## YOUR TASK
In the text on affirmative action below, reproduce the passage starting with "There are other" and going on through "as other advantages.", substituting "outside reviewers" for "third parties".

In short, the incentives created by affirmative action policies favor those who already are more fortunate, at the expense of those who need all the help they can get.

The factual data cited in my study submitted to this committee show a pattern completely consistent with this analysis. So, too, does new data published since then by another economist in the May 1981 American Economic Review.

A study of 50,000 faculty members showed that blacks with Ph. D.'s from highly rated departments and with several scholarly publications earned higher incomes than whites of the same description. At the very same time, blacks without doctorates and without publications earned less than whites of the same description. This is precisely what should be expected from the incentives created by affirmative action.

More recently, an analysis of census data by Professor Welch of the Rand Corp. and UCLA showed that black males who were college graduates or who had more than 5 years of work experience continued to rise in income during the seventies, both absolutely and relative to the incomes of white males of the same description, while at the very same time those black males with less than a college education or with 5 years or less of work experience had incomes that declined relative to the incomes of white males of the same description.

Overall, black/white income differences are obviously affected by the state of the economy. However, these opposite internal patterns among blacks cannot be so easily explained that way. Again, those who were already more fortunate benefited, while those who had the greatest disadvantages showed negative effects from affirmative action.

There are other reasons why affirmative action policies make it difficult for disadvantaged groups to advance. By turning the employment decision into something that must be justifiable on paper before third parties, affirmative action increases the relative importance of the so-called objective credentials-diplomas, degrees, and the like-which are disproportionately lacking among disadvantaged minority individuals who may nevertheless be perfectly capable of doing the work.

Because of the successive extension of affirmative action and preferential status to groups who now constitute a majority of the American population, truly disadvantaged groups are now lost in a much larger mass of people with generally better paper credentials, as well as other advantages.

George Gilder estimates that those given preferential treatment under affirmative action policies now constitute 70 percent of the American population and control 75 percent of the wealth of the country.

Looked at another way, affirmative action now authorizes discrimination against nearly one-third of the population.

The many groups covered by affirmative action create other difficulties. The bitter intergroup antagonisms that have grown out of affirmative action are not simply those between the more fortunate and the less fortunate. Each of the Government-designated minorities has an incentive to fight against the others over the division of anticipated benefits-however illusory these benefits might ultimately prove to be.

This internal strife has also been the pattern in other countries that have tried preferential treatment schemes. In India, for example, numerous groups fought for the right to be designated by the Government as a backward caste, making them eligible for special treatment. Earlier this year, there were riots and bloodshed in India over preferential treatment to medical schools.

## STORED DATA
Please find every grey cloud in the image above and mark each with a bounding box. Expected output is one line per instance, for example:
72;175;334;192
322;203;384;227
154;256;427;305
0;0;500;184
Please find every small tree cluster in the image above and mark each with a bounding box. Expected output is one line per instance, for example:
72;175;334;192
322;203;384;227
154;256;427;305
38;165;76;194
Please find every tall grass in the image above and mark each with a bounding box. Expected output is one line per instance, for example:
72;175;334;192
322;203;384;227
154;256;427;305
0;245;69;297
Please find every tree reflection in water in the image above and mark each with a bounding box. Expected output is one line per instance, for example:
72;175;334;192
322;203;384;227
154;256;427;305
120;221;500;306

...

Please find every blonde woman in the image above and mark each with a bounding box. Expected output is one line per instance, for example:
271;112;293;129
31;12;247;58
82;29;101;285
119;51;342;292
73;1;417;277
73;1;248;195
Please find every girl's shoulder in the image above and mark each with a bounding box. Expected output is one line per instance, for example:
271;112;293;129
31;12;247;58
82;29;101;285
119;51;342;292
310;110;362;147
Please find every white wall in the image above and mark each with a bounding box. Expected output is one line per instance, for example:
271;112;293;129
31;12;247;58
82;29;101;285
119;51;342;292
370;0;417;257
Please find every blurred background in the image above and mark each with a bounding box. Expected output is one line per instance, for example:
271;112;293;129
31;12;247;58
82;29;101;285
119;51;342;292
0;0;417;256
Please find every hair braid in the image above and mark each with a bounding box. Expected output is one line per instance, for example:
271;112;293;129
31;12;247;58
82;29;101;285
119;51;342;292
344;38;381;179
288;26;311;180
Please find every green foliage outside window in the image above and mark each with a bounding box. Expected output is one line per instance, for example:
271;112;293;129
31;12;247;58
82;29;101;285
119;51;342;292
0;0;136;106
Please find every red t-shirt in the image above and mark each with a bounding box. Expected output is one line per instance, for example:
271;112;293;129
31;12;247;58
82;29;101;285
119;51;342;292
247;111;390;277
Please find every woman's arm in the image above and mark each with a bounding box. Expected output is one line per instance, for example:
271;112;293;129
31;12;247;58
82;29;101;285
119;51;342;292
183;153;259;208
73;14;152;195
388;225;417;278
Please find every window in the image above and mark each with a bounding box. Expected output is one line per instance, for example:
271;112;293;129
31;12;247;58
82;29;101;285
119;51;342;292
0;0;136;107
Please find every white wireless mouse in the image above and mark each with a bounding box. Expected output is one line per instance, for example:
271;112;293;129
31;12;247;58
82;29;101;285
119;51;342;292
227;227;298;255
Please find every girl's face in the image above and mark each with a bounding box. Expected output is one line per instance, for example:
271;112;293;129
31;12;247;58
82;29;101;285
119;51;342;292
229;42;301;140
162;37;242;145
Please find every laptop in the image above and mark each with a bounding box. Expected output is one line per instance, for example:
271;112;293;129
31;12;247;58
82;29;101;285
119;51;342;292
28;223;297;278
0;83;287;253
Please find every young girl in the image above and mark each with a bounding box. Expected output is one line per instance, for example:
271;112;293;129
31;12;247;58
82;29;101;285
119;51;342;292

---

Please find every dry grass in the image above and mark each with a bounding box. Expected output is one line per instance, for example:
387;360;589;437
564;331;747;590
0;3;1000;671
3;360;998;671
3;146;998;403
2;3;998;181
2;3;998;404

## REPLY
There are other reasons why affirmative action policies make it difficult for disadvantaged groups to advance. By turning the employment decision into something that must be justifiable on paper before outside reviewers, affirmative action increases the relative importance of the so-called objective credentials-diplomas, degrees, and the like-which are disproportionately lacking among disadvantaged minority individuals who may nevertheless be perfectly capable of doing the work.

Because of the successive extension of affirmative action and preferential status to groups who now constitute a majority of the American population, truly disadvantaged groups are now lost in a much larger mass of people with generally better paper credentials, as well as other advantages.